▶ Document segment:

Here’s the result in the file:

Append mode

If you don’t want to overwrite the content of the file you can use the a mode where Python starts writing at the end of the file:

with open("new_file.txt", "a") as nf: # now nf becomes our file handler object
    nf.write("these lines ")
    nf.write("are not separated")
    nf.write("\nuse newlines to separate\n")
    nf.write("writelines will write more than one string:\n")
    nf.writelines(map(str, range(5))) # we need strings so we use map function
    nf.write("\nyou still need newline characters:\n")
    nf.writelines(map(lambda s: f"{s}\n", range(6)))

Here’s the result:

Working with binary files

Until now all files have been opened in what’s called “text mode”, meaning that we read and write strings from end to the files, but there’s another mode we can use that is binary mode. To do that we add b to the mode where data will be read and written in the form of bytes object. This is the mode you should use for all files that don’t contain text or shouldn’t be interpreted as text. Let’s give an example:

with open("binary_file", "wb") as binary_file: # w for writing mode, b for bynary mode (or "rb" or "ab")
    binary_file.write(b"0123456789") # with "b" we are telling Python that this should be a bytes type string

Here’s the result:

We can also store in the bytes_written variable how many bytes are written:

with open("binary_file", "wb") as binary_file:
    binary_file.write(b"0123456789")
    bytes_written = binary_file.write(b"qwertyuiop")
    print(f"We wrote {bytes_written} bytes to {binary_file.name}")

Output:

We wrote 10 bytes to binary_file

Now, let’s make some operations:

>>> f = open("binary_file", "rb+")
>>> f.read(5)
b'01234'

Remember that Python remember the position is at. To retrieve this position we can run:

>>> f.tell()
5

Let’s go ahead in the file and look again at the position:

>>> f.read(5)
b'56789'
 
>>> f.tell()

▶ Task statement: Extend the Python file-handling tutorial, picking up right after its last line. The entries come from a separate source unrelated to the Python file-handling tutorial.

▶ Information given:
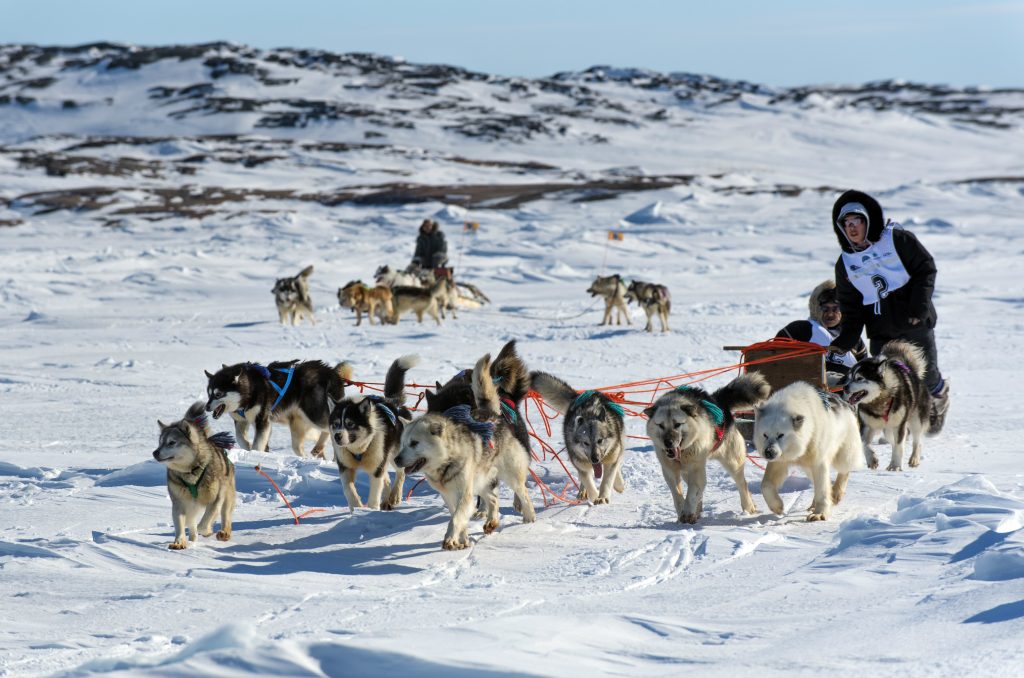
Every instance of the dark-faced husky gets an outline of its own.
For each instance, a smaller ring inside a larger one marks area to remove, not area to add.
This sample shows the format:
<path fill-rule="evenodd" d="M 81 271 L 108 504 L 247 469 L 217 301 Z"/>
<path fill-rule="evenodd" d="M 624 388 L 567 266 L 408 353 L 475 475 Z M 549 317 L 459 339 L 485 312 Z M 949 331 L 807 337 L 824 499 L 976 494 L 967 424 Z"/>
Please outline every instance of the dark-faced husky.
<path fill-rule="evenodd" d="M 471 388 L 475 408 L 460 405 L 444 413 L 428 412 L 413 420 L 401 434 L 401 450 L 395 460 L 407 474 L 423 471 L 430 485 L 444 499 L 452 514 L 441 542 L 445 550 L 469 546 L 469 520 L 476 497 L 483 500 L 484 534 L 498 528 L 499 480 L 509 485 L 519 500 L 523 522 L 534 522 L 537 518 L 526 493 L 529 453 L 504 418 L 479 421 L 471 414 L 501 410 L 490 376 L 489 354 L 473 368 Z"/>
<path fill-rule="evenodd" d="M 310 324 L 316 325 L 313 301 L 309 297 L 309 277 L 312 273 L 313 267 L 310 264 L 300 270 L 298 276 L 279 278 L 274 283 L 271 292 L 282 325 L 298 325 L 303 316 L 308 317 Z"/>
<path fill-rule="evenodd" d="M 623 317 L 626 319 L 628 325 L 633 325 L 633 321 L 630 320 L 630 309 L 626 306 L 626 283 L 623 282 L 618 273 L 598 276 L 587 288 L 587 291 L 592 297 L 604 299 L 604 317 L 601 319 L 601 325 L 611 325 L 612 309 L 617 311 L 615 325 L 622 325 Z"/>
<path fill-rule="evenodd" d="M 558 377 L 545 372 L 534 372 L 531 383 L 548 405 L 564 415 L 565 450 L 583 485 L 579 499 L 607 504 L 612 488 L 615 492 L 626 489 L 622 473 L 626 455 L 622 406 L 600 391 L 578 393 Z M 600 492 L 595 477 L 601 479 Z"/>
<path fill-rule="evenodd" d="M 672 310 L 672 295 L 669 288 L 653 283 L 633 281 L 626 290 L 626 300 L 635 301 L 647 313 L 647 332 L 654 331 L 654 316 L 662 321 L 662 332 L 669 331 L 669 311 Z"/>
<path fill-rule="evenodd" d="M 216 374 L 206 373 L 206 411 L 212 412 L 214 419 L 229 413 L 234 435 L 246 450 L 266 452 L 270 422 L 275 422 L 288 424 L 292 451 L 304 457 L 307 433 L 317 431 L 312 454 L 323 457 L 328 438 L 327 399 L 341 399 L 351 376 L 347 363 L 334 368 L 319 361 L 288 361 L 266 367 L 257 363 L 225 365 Z M 246 435 L 250 426 L 256 429 L 252 441 Z"/>
<path fill-rule="evenodd" d="M 772 393 L 754 411 L 754 446 L 768 460 L 761 494 L 773 513 L 784 509 L 778 488 L 790 467 L 807 473 L 814 484 L 808 520 L 827 519 L 843 499 L 850 471 L 864 464 L 853 408 L 803 381 Z"/>
<path fill-rule="evenodd" d="M 384 396 L 356 395 L 335 402 L 331 408 L 331 442 L 334 460 L 338 463 L 341 488 L 348 500 L 348 508 L 362 508 L 362 501 L 355 490 L 355 472 L 370 475 L 370 495 L 367 505 L 372 509 L 389 511 L 401 502 L 401 488 L 406 469 L 395 466 L 398 442 L 412 413 L 406 409 L 406 373 L 419 363 L 416 355 L 404 355 L 391 364 L 384 379 Z M 388 467 L 394 468 L 394 482 L 388 481 Z M 390 491 L 384 501 L 384 491 Z"/>
<path fill-rule="evenodd" d="M 844 392 L 857 407 L 864 460 L 878 468 L 870 442 L 879 431 L 892 446 L 890 471 L 903 467 L 903 444 L 913 438 L 911 467 L 921 463 L 921 442 L 928 430 L 930 396 L 925 386 L 925 356 L 921 348 L 906 341 L 890 341 L 878 355 L 864 358 L 850 371 Z"/>
<path fill-rule="evenodd" d="M 228 433 L 212 434 L 202 400 L 194 404 L 184 419 L 172 424 L 157 421 L 160 443 L 153 458 L 167 467 L 167 494 L 171 497 L 174 541 L 170 549 L 183 549 L 185 529 L 195 545 L 197 537 L 213 534 L 213 521 L 220 515 L 217 539 L 231 539 L 234 512 L 234 466 L 225 448 L 233 444 Z M 202 518 L 200 518 L 202 514 Z"/>
<path fill-rule="evenodd" d="M 769 390 L 763 376 L 751 373 L 714 393 L 697 386 L 680 386 L 644 410 L 647 435 L 654 443 L 680 522 L 700 519 L 709 459 L 717 460 L 732 476 L 743 513 L 757 512 L 743 477 L 746 444 L 736 430 L 732 412 L 753 408 L 768 396 Z"/>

▶ Reply to the task:
10

We can also jump ahead with seek() method and then we’ll read the character at that position:

>>> f.seek(15)
15
 
>>> f.read(1)
b'y'

Let’s see that after reading one character the stream reading is went ahead of 1 position:

>>> f.tell()
16

We can also jump backwords using a negative integer. Notice that the second argument is 1 because 1 stands for our current position. There’s three possible value for the scond argument:

  • 0: represents the default and it references the beginning of the file
  • 1: represents the current position within the file
  • 2: represents the end of the file

Then:

>>> f.seek(-5, 1)
11
 
>>> f.read(1)
b'w'

Let’s go backwords for 5 positions starting from the end of the file:

>>> f.seek(-5, 2)
15

This makes sense since our file is 20 bytes long.

Then:

>>> f.read(1)
b'y'

Additionally, we can also write to that file:

>>> f.write(b"jake")
4

However, nothing changes in the file because that doesn’t change until that file is closed or flushed. Let’s close it:

>>> f.close()

Actually, we can also use flush() method to apply all the changes that we’ve made so far without closing the file:

>>> f = open("binary_file", "rb+")
>>> f.seek(-3, 2)
>>> f.write(b"jake")
>>> f.flush()
 
>>> f.closed
False

Then let’s close the file and let’s confirm it:

>>> f.close()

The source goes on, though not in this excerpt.